◆ Goal of the exercise:
Output all entries exactly as they appear and skip the pictures.
---*---
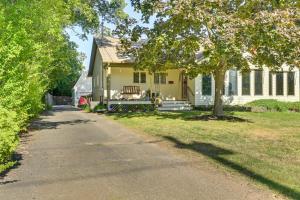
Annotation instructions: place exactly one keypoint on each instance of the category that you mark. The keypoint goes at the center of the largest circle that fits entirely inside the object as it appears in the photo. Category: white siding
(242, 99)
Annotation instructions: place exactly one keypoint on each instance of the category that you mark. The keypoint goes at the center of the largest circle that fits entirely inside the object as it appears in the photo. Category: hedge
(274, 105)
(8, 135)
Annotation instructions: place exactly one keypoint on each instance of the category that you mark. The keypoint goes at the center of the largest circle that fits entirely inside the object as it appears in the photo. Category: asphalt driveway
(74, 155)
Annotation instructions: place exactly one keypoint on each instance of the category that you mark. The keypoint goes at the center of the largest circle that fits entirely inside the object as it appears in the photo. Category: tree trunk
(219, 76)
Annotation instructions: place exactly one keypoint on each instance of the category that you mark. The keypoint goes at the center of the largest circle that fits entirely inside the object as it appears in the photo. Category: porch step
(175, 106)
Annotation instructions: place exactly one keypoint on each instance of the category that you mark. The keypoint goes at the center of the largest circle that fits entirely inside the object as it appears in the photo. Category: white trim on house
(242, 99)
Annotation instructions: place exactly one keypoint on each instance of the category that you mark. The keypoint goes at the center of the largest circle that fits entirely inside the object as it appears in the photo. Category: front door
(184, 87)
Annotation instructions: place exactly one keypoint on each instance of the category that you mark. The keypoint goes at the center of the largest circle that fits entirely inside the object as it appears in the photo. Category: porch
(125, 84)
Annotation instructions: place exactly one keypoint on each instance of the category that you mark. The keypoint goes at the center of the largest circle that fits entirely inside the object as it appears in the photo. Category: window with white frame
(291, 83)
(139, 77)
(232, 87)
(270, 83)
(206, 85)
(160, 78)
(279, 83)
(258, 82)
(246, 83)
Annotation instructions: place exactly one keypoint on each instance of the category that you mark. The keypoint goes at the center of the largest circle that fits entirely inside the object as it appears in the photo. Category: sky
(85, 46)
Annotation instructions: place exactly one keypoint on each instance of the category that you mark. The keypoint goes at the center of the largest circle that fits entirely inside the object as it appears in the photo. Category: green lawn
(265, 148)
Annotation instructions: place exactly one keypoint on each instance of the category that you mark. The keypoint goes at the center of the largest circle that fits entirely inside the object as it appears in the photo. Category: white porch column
---*---
◆ Solution for this exercise:
Annotation instructions: place exactly one keypoint on each instance of the category that you mark. The keypoint goes at the center of the largest circle that fits entirely inside the object as it appears in the photo. Category: white siding
(242, 99)
Annotation instructions: place exactly one keypoint on each instance of the category that you mark. The keypoint goes at the center of the largest circle that fits entirely inside the object as it appears in the photo. Category: hedge
(274, 105)
(8, 135)
Annotation instructions: place exactly one keypoint on each instance of the category that you mark. The keypoint goes at the center of the largest circle that fits entirely inside the object as it appears in the photo. Category: asphalt driveway
(74, 155)
Annotation instructions: place exactly one keypoint on each instance of the category that you mark. The keypoint goes at the center of the largest circle that fits entirely inside the object as it appears in the photo. Category: tree trunk
(219, 76)
Annotation instructions: place exactly one keypoint on each instance of the category that you mark. The keypoint goes at the center of the largest circle that fits entirely inside the object as it appears in the photo. Category: porch step
(175, 106)
Annotation instructions: place exactly one keypoint on each instance of the category that you mark. The keypoint goes at the center of the largest circle that fits entirely inside the object as it appears in the photo. Category: white trim on house
(242, 99)
Annotation instructions: place exactly one keypoint on each instance of the category that you mark. The keypoint goes at the center of the largest circle that fits entirely inside the object as it appears in the photo. Category: front door
(184, 87)
Annotation instructions: place exactly one keypoint on each instance of the category that you mark. The keypoint goes at the center of the largest circle that fits entirely inside the object as it appears in the photo. Category: porch
(125, 84)
Annotation instructions: place exactly one keypoint on each instance of the category that you mark. The keypoint goes at the center of the largest circle that fits entirely inside the object as it appears in the photo. Category: window with white frame
(291, 83)
(139, 77)
(232, 87)
(270, 83)
(206, 85)
(160, 78)
(279, 83)
(258, 82)
(246, 83)
Annotation instructions: place exactly one keypoint on each instance of the category that you mark. The keypoint goes at the center of the largest circle that fits entirely inside the object as it appears in the photo. Category: sky
(85, 46)
Annotation instructions: place exactly one keypoint on each instance of the category that you mark. The keypoint goes at the center of the largest circle that fits entirely inside the object as it appears in the photo. Category: green lawn
(265, 148)
Annotation instructions: place exactly one keypoint on each instance of the category that you mark. The keypoint goes at the center of the largest circle that fits entirely inside the object as it appears in the photo. Category: white porch column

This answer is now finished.